* **PROMPT**
Replace "Indicate" with "Mark" throughout the lines below, leaving all other text unchanged. Omit the pictures from your output.

* **EXERCISE DATA**
● ● ● ● ●

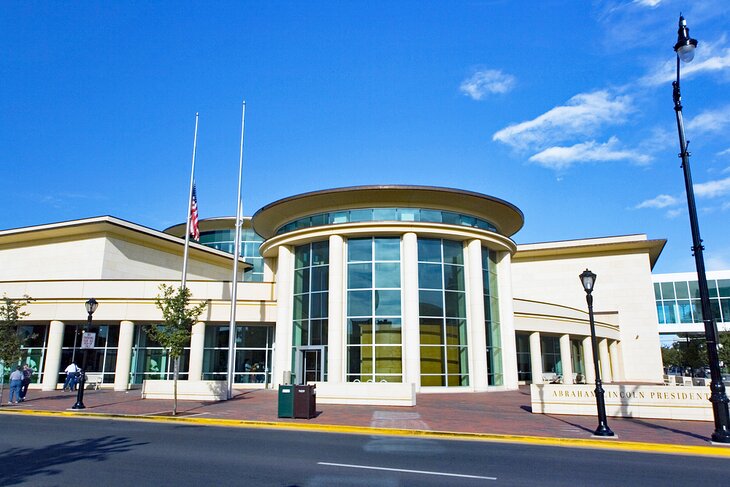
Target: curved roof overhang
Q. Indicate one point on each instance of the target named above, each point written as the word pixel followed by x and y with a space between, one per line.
pixel 506 217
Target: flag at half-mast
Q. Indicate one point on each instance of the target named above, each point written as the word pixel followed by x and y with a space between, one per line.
pixel 194 230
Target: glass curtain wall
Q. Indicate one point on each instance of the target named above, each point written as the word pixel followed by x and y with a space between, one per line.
pixel 33 350
pixel 442 313
pixel 551 361
pixel 310 310
pixel 253 353
pixel 152 362
pixel 374 338
pixel 491 315
pixel 576 354
pixel 102 359
pixel 524 361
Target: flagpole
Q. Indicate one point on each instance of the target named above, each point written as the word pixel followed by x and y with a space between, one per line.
pixel 236 256
pixel 190 206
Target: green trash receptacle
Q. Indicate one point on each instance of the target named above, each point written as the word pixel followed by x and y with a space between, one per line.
pixel 286 401
pixel 305 403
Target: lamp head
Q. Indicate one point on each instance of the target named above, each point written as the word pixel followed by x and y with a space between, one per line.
pixel 91 306
pixel 685 46
pixel 588 279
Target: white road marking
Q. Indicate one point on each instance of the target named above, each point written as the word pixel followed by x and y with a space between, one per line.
pixel 367 467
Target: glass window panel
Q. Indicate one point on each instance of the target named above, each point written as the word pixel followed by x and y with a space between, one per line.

● ● ● ● ●

* **THE ANSWER**
Target: curved roof overhang
Q. Mark one point on each instance of the target named above, each point written as the word pixel followed by x and y with a space between, one per line.
pixel 506 217
Target: flag at half-mast
Q. Mark one point on each instance of the target named above, each point written as the word pixel followed by x and y with a space between, one per line.
pixel 194 230
Target: glass curtain wall
Q. Mark one point on each instance of the target named above, each point written as the word pixel followed by x and y with a space between, one per line.
pixel 33 350
pixel 442 313
pixel 551 361
pixel 310 310
pixel 253 353
pixel 152 362
pixel 374 338
pixel 491 315
pixel 576 354
pixel 102 359
pixel 524 361
Target: flagpole
Q. Mark one point on each instance of the target named above, each point written as the word pixel followed by x and y with a space between, one per line.
pixel 236 256
pixel 190 206
Target: green trash receptacle
Q. Mark one point on each instance of the target named above, each point written as the word pixel followed by x and y with a space between, one per line.
pixel 286 401
pixel 305 403
Target: lamp head
Q. Mark one point on each instance of the target named above, each point written as the word pixel followed by x and y with a space between, one per line.
pixel 91 306
pixel 685 46
pixel 588 279
Target: white road marking
Q. Mark one point on each instance of the target named above, each point written as the word pixel followed by x and y with a space between, one per line.
pixel 367 467
Target: glass window panel
Q. Mark one point on each instance of the target named above, each point written as the word pixel followed by x and y with a space between, one per line.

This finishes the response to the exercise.